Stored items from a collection
=-=-=-=-=

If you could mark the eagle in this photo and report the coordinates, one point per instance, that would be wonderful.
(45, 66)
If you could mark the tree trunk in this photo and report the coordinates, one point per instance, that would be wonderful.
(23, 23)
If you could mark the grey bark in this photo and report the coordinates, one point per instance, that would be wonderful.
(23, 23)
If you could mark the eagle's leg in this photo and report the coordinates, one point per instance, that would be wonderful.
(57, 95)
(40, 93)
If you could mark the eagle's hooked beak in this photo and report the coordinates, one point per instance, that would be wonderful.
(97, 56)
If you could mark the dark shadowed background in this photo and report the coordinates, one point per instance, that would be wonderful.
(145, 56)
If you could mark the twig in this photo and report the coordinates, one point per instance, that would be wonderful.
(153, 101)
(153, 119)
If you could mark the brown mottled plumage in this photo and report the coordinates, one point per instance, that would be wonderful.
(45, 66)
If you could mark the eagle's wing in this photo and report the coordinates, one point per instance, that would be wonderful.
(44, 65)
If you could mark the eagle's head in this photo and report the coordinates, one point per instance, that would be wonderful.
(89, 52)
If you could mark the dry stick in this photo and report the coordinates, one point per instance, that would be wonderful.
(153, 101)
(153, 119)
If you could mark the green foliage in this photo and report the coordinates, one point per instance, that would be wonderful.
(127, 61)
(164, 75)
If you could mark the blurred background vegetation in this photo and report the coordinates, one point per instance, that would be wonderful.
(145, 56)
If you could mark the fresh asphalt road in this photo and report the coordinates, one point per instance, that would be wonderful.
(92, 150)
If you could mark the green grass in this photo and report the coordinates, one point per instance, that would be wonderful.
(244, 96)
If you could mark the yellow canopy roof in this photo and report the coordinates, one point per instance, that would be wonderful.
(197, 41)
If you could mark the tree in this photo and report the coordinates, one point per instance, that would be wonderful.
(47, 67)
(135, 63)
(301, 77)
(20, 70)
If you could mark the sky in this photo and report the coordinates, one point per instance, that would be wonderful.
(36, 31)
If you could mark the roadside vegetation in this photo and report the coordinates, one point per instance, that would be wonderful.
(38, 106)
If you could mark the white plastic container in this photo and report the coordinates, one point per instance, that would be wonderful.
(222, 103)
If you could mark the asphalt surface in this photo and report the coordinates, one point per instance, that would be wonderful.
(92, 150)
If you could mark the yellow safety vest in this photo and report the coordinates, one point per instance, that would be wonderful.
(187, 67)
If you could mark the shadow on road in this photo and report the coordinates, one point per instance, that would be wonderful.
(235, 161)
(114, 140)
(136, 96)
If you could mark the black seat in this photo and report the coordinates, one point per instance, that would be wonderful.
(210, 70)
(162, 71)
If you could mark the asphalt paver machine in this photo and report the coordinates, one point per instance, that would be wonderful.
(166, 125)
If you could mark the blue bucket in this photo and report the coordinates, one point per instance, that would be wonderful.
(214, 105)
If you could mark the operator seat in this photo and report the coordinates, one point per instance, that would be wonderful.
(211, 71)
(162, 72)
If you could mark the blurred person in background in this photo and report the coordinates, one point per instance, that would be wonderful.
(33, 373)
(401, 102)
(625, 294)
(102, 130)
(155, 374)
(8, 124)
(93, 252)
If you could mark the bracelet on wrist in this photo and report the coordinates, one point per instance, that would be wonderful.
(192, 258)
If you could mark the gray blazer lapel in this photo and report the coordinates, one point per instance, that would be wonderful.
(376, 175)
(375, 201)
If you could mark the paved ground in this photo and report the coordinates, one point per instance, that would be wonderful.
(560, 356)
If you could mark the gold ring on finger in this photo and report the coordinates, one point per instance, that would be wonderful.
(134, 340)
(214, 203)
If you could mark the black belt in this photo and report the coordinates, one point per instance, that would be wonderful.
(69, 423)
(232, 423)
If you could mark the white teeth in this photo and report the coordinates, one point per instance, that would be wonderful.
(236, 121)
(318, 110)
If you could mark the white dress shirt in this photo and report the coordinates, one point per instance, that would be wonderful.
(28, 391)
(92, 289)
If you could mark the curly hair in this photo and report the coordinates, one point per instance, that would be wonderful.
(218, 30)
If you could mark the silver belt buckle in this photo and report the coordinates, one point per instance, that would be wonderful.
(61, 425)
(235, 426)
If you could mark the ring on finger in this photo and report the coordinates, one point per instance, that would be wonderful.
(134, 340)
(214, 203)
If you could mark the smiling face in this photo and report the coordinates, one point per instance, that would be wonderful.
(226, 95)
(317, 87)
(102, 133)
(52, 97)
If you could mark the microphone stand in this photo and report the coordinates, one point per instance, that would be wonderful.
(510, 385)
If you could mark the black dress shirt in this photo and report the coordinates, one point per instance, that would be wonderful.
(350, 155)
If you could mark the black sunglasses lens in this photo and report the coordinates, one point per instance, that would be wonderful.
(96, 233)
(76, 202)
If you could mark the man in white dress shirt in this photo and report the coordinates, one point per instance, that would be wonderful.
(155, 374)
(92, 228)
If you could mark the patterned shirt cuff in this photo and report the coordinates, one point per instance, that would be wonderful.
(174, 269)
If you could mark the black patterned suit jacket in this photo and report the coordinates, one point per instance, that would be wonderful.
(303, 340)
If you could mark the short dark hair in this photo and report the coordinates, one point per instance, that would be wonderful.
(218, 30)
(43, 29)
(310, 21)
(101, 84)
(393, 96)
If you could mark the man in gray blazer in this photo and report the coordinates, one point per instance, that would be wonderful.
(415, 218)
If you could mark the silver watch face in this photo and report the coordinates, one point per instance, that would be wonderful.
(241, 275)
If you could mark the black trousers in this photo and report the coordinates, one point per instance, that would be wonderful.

=-=-=-=-=

Given exercise: Write out the entries in full, exactly as given.

Task output:
If you could mark the eagle in this photo and report the coordinates, one point per instance, that would be wonderful.
(45, 66)
If you could mark the tree trunk in this photo and report the coordinates, one point per instance, that would be wonderful.
(23, 23)
If you could mark the grey bark in this photo and report the coordinates, one point per instance, that would be wonderful.
(23, 23)
If you could mark the eagle's leg in this photo and report the coordinates, one point per instance, that would be wonderful.
(57, 95)
(40, 93)
If you could mark the eagle's hooked beak in this photo and report the coordinates, one point per instance, that would be wonderful.
(97, 56)
If you could mark the dark shadowed background in this photo and report the coordinates, one point per instance, that would be wonderful.
(145, 56)
If you could mark the twig in this photo and report the coordinates, one point per instance, that would be wonderful.
(153, 101)
(153, 119)
If you could mark the brown mottled plumage in this photo and report the coordinates, one point per instance, that would be wonderful.
(45, 66)
If you could mark the eagle's wing in this photo and report the coordinates, one point per instance, that would be wonderful.
(44, 65)
If you could mark the eagle's head in this photo and report the coordinates, one point per instance, that would be wonderful.
(89, 52)
If you could mark the dry stick in this photo and report the coordinates, one point per instance, that would be wonderful.
(153, 101)
(153, 119)
If you could mark the green foliage in this photo and report the coordinates, one point per instance, that would be wonderful.
(127, 61)
(164, 75)
If you could mark the blurred background vegetation in this photo and report the coordinates, one point per instance, that would be wonderful.
(145, 56)
If you could mark the fresh asphalt road in this photo and report the coordinates, one point per instance, that would be wonderful.
(92, 150)
If you could mark the green grass in this photo and report the coordinates, one point per instance, that would be wonderful.
(244, 96)
If you could mark the yellow canopy roof in this photo and report the coordinates, one point per instance, that would be wonderful.
(197, 41)
If you could mark the tree in this photo and report the coordinates, one point per instance, that would be wonderful.
(47, 67)
(135, 63)
(301, 77)
(20, 70)
If you could mark the sky in this photo and report the coordinates, one point per instance, that would be wonderful.
(36, 31)
If you could mark the roadside vegetation in this photo and report the coordinates, one point per instance, that would be wonderful.
(38, 106)
If you could mark the white plastic container in this photo and report the coordinates, one point per instance, that would be wonderful.
(222, 103)
If you could mark the asphalt surface in this photo and report the coordinates, one point per instance, that would be wonderful.
(92, 150)
If you could mark the yellow safety vest in this photo and report the coordinates, one point per instance, that would be wonderful.
(187, 67)
If you could mark the shadow on road in this photo and report the coordinates, one point per instance, that would be wonderful.
(235, 161)
(114, 140)
(136, 96)
If you could mark the black seat in this photo and report the coordinates, one point per instance, that would be wonderful.
(210, 70)
(162, 71)
If you could mark the asphalt paver machine in this photo and report the coordinates, one point per instance, that would be wonderful.
(166, 125)
If you could mark the blue bucket in this photo and report the coordinates, one point per instance, that would be wonderful.
(214, 105)
If you could mark the operator seat in this photo and report the coordinates, one point per instance, that would be wonderful.
(211, 71)
(162, 72)
If you could mark the blurred person in background in this photo and report the coordinates, one point per instance, that would be wonderful.
(33, 373)
(401, 102)
(625, 294)
(102, 130)
(155, 374)
(8, 124)
(93, 252)
If you could mark the bracelet on wrist in this photo and report the coordinates, one point per instance, that would be wonderful.
(192, 258)
If you could mark the gray blazer lapel in this photo and report the coordinates, one point per instance, that would be wonderful.
(376, 175)
(375, 201)
If you could mark the paved ground in this photo and report the coordinates, one point per instance, that would be wonderful.
(560, 356)
If you could mark the gold ring on finger in this photo and report the coordinates, one point per instance, that would be wonderful.
(134, 340)
(214, 203)
If you could mark the black belt in this photo and report the coordinates, one point per instance, that would be wonderful.
(69, 423)
(232, 423)
If you could mark the white teeth in this photo and report the coordinates, one point per instance, that would be wonderful.
(236, 121)
(318, 110)
If you could mark the white dress shirt in this photo and report the coordinates, one point per instance, that would be wonderful.
(28, 391)
(92, 289)
If you could mark the curly hair in this photo and report the coordinates, one point per instance, that would be wonderful.
(218, 30)
If you could mark the silver belt buckle in this photo and report the coordinates, one point per instance, that would be wonderful.
(61, 425)
(235, 426)
If you could mark the ring on finger in this photo and report the coordinates, one point per instance, that would be wonderful.
(134, 340)
(214, 203)
If you could mark the smiling face in this photo and report the coordinates, one point per instance, that would be wonderful.
(226, 95)
(317, 87)
(102, 133)
(52, 97)
If you could mark the microphone stand in this photo and report the coordinates, one point per instance, that would be wonderful.
(510, 385)
If you could mark the black dress shirt in this photo and report the coordinates, one point per instance, that would be wonderful.
(350, 155)
If you could mark the black sunglasses lens in this photo and report the coordinates, one point per instance, that would be wonderful.
(96, 233)
(76, 202)
If you could mark the man in white dress shirt in this photo and report the coordinates, one point per instance, that would be wonderful.
(155, 374)
(92, 228)
If you could mark the patterned shirt cuff in this photo and report the coordinates, one point per instance, that would be wonderful.
(174, 269)
If you could mark the black patterned suit jacket in this photo and report the coordinates, one point per instance, that would be wonderful.
(303, 340)
If you could mark the short dark hair in this photo and report the coordinates, one point per instance, that would be wonderful.
(218, 30)
(43, 29)
(310, 21)
(101, 84)
(393, 96)
If you could mark the man in gray blazer in this photo and report the coordinates, one point per instance, that would be wonderful.
(415, 218)
If you could mark the silver watch face in this photo and report the coordinates, one point per instance, that would be wonderful.
(241, 275)
If you could mark the black trousers in this photo and report the coordinates, one point per instance, that would be wonderful.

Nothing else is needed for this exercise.